[Start of Attachment]

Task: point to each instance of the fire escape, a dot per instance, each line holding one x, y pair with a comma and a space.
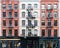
30, 40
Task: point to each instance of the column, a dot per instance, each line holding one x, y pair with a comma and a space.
0, 44
7, 43
59, 43
13, 44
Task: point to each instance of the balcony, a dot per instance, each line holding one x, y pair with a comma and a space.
49, 26
31, 26
10, 17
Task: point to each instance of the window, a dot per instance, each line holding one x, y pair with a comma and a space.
29, 22
4, 14
10, 32
9, 14
23, 6
16, 32
55, 14
29, 6
35, 22
55, 22
35, 14
10, 6
15, 6
49, 32
43, 23
49, 6
4, 32
4, 22
16, 14
4, 6
23, 22
55, 6
43, 32
49, 14
29, 32
10, 22
43, 6
23, 14
43, 14
55, 32
23, 32
35, 32
16, 22
49, 22
35, 6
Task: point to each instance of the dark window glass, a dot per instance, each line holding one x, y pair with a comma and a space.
4, 14
23, 22
35, 22
16, 32
10, 22
23, 32
49, 22
4, 32
55, 22
43, 23
4, 22
43, 32
16, 22
49, 32
10, 6
55, 32
4, 6
10, 14
23, 14
16, 14
15, 6
29, 23
23, 6
10, 32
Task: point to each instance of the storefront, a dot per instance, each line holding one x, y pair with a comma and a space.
29, 42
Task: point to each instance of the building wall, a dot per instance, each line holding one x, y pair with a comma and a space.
0, 20
25, 10
46, 2
7, 19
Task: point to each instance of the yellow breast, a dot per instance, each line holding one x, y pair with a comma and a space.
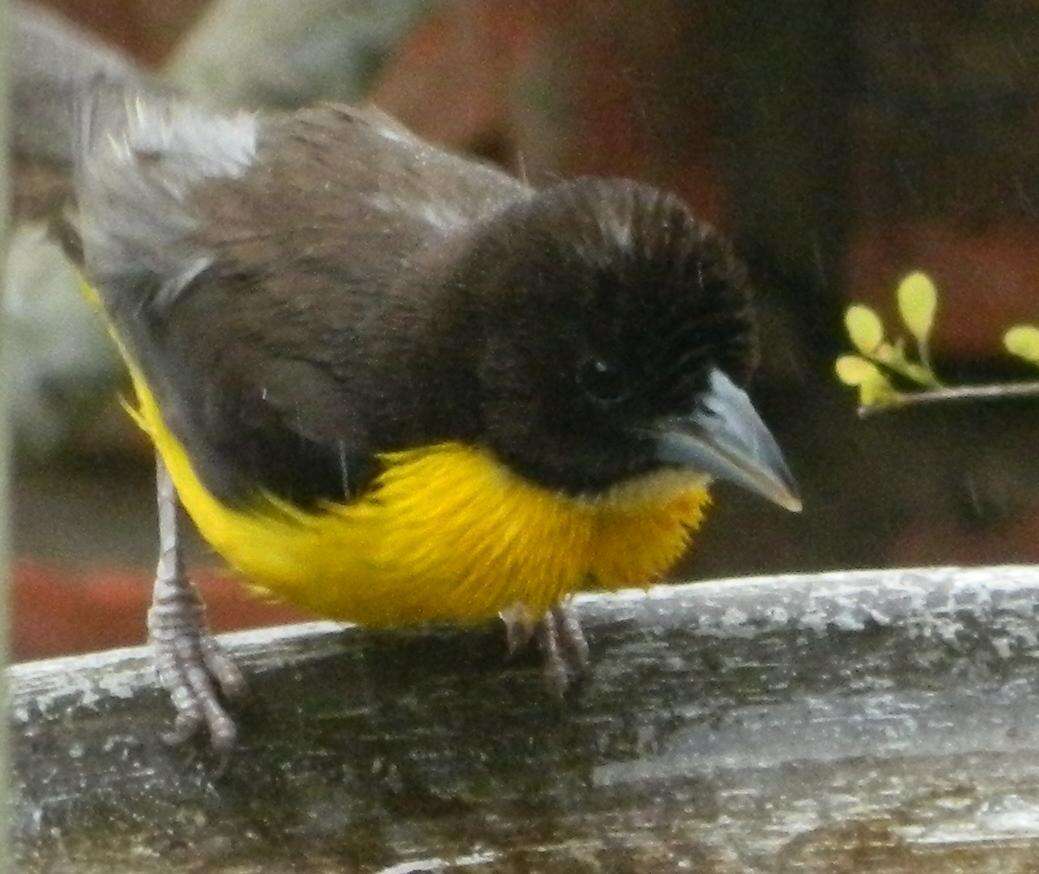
446, 533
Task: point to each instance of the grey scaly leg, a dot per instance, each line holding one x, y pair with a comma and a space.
562, 643
190, 663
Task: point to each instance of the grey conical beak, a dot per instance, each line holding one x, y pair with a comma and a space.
726, 439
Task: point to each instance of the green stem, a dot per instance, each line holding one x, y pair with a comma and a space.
964, 393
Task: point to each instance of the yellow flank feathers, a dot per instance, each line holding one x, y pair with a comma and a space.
446, 533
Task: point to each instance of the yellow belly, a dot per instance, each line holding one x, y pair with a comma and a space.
447, 533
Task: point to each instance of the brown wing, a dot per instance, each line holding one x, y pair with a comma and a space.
263, 274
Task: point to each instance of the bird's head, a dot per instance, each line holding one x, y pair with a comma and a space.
615, 335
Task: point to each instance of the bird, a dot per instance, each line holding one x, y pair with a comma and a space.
393, 385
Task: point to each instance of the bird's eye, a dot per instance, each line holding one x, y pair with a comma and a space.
602, 379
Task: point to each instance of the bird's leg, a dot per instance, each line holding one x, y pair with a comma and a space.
190, 663
559, 636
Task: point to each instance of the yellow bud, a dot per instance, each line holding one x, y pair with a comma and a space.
1022, 340
853, 370
917, 300
863, 327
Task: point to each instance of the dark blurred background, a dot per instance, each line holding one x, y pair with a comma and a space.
841, 144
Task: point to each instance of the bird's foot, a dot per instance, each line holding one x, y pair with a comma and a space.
560, 639
193, 668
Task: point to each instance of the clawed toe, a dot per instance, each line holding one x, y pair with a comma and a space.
200, 677
560, 639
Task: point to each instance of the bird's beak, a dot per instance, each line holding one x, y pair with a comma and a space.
726, 439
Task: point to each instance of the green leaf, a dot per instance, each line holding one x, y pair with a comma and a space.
1022, 340
917, 300
863, 327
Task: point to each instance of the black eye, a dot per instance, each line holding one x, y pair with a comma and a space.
603, 380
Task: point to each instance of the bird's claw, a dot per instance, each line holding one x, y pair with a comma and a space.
196, 672
560, 639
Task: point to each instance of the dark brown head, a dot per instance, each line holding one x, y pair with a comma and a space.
615, 335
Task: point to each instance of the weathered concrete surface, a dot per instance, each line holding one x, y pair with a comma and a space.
875, 720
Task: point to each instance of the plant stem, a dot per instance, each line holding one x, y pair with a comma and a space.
962, 393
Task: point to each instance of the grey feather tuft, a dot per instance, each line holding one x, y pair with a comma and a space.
138, 158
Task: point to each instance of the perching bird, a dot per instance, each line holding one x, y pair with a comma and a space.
395, 386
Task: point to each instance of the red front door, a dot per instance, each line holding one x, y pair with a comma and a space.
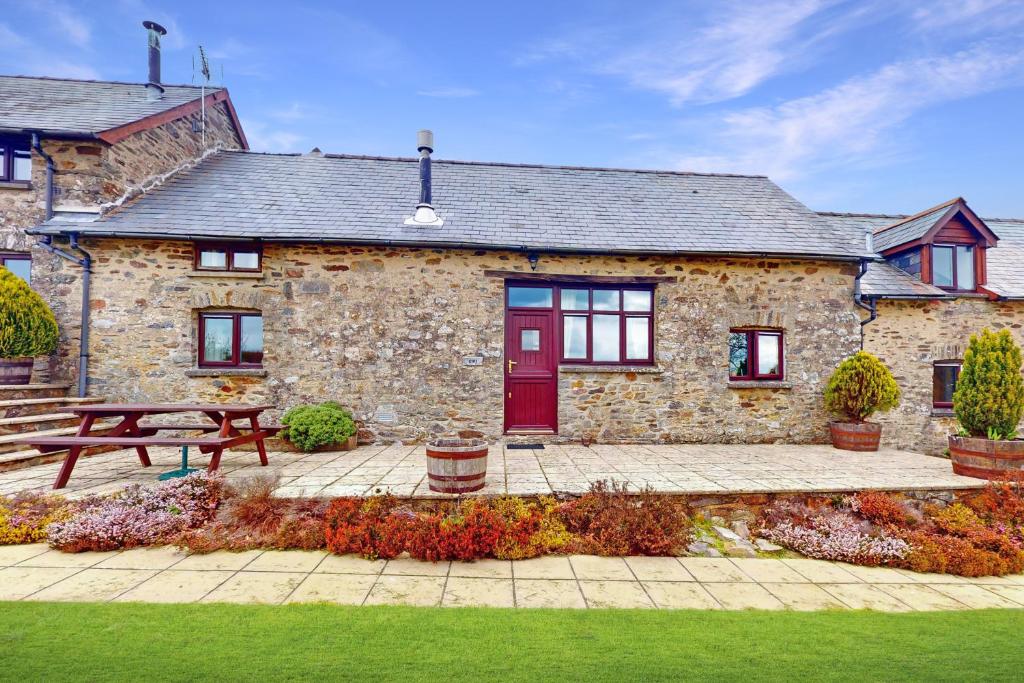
530, 372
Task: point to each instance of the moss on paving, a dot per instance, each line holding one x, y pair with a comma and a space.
109, 642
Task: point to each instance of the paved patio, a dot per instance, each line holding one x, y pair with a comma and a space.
401, 470
164, 574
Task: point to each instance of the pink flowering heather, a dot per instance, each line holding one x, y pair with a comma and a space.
139, 516
833, 535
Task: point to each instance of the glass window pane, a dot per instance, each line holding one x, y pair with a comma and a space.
213, 259
217, 339
605, 299
252, 339
247, 260
965, 267
606, 338
637, 338
944, 383
530, 297
529, 340
767, 353
942, 266
738, 354
23, 166
20, 267
576, 299
633, 300
574, 337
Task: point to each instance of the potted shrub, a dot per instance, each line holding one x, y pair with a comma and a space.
28, 329
988, 404
860, 387
323, 427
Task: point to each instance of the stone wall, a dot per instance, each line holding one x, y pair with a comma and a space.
909, 337
384, 331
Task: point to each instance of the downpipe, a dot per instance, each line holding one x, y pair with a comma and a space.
84, 260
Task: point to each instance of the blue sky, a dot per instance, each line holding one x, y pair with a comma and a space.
878, 105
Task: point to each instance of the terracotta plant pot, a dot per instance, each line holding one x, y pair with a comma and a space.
15, 371
855, 435
986, 459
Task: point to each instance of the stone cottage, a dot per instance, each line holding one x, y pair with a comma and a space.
539, 302
74, 148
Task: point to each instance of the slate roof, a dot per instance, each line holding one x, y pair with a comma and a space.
1005, 261
365, 200
910, 228
64, 107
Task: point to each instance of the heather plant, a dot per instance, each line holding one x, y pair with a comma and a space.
311, 427
861, 386
139, 516
25, 517
989, 396
27, 325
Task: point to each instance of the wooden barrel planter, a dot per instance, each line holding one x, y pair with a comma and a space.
15, 371
855, 435
986, 459
457, 465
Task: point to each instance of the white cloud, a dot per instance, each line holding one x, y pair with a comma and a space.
263, 137
851, 123
454, 92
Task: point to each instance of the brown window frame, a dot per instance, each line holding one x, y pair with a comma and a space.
12, 147
236, 317
16, 256
974, 265
622, 312
753, 352
945, 364
229, 249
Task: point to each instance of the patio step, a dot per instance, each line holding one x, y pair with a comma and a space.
34, 423
15, 408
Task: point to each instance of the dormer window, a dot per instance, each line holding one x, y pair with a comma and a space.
952, 267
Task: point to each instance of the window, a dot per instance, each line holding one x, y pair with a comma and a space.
601, 325
944, 376
19, 264
756, 354
952, 266
240, 257
909, 262
15, 160
230, 340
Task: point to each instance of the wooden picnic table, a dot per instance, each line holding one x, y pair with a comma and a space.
129, 432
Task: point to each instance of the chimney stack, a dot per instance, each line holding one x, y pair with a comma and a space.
425, 214
154, 90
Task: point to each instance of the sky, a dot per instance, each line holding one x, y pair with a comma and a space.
870, 105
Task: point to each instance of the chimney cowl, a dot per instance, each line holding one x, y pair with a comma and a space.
425, 214
154, 89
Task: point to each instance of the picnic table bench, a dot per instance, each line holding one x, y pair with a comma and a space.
130, 433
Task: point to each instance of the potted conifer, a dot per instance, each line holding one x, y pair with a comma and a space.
988, 403
28, 329
859, 387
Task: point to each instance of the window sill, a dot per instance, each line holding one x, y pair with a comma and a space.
225, 372
760, 384
218, 274
639, 370
15, 184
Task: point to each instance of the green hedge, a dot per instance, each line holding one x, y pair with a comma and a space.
989, 397
861, 386
28, 328
310, 427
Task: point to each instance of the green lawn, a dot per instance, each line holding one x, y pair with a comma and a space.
100, 642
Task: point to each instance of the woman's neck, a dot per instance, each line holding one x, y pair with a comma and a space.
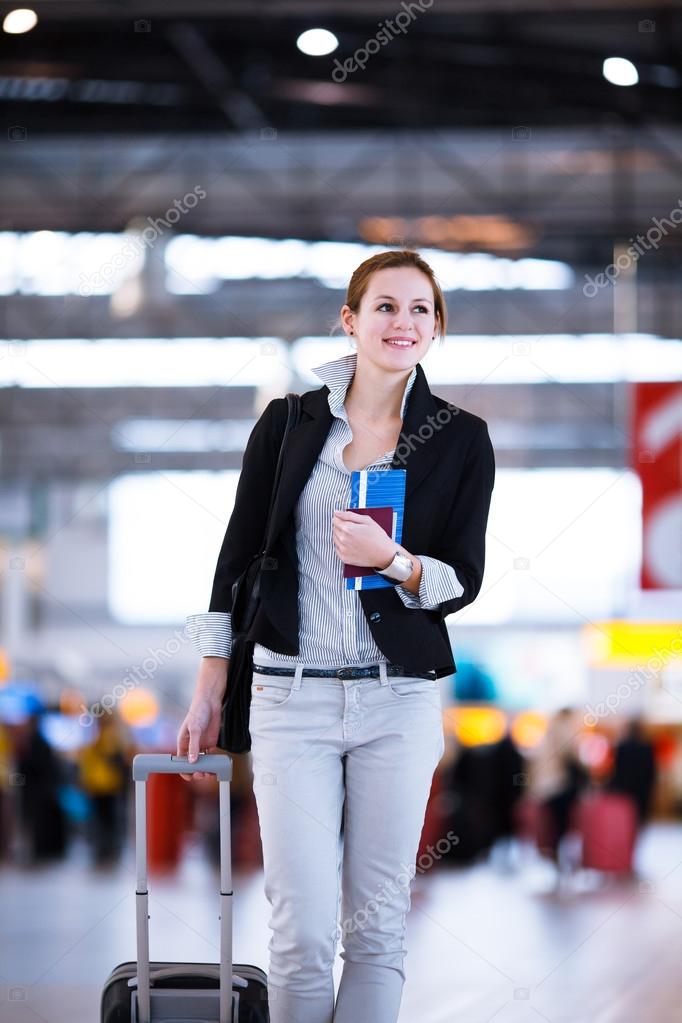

[End of Attachment]

What the task requires
Without any pictures, reproduce exactly the lines from the line that contains "Task: point to each instance of the window sill, a" to the end of the entries above, both ends included.

Exercise solution
Task: point to each instance of the window sill, a dot per instance, each line holding one x, y pair with a comma and a space.
225, 372
760, 384
218, 274
639, 370
15, 184
Task: point to each instance of the green hedge, a dot per instance, each line holding one x, y pair with a comma and a space.
989, 397
861, 386
28, 328
310, 427
Task: point to each instance of the green lawn, a dot per instance, each line holding one x, y pair with a comma and a space.
100, 642
Task: point to each instance of the woman's neck, a dot per instance, each line holding one x, y pair with a comma and a space.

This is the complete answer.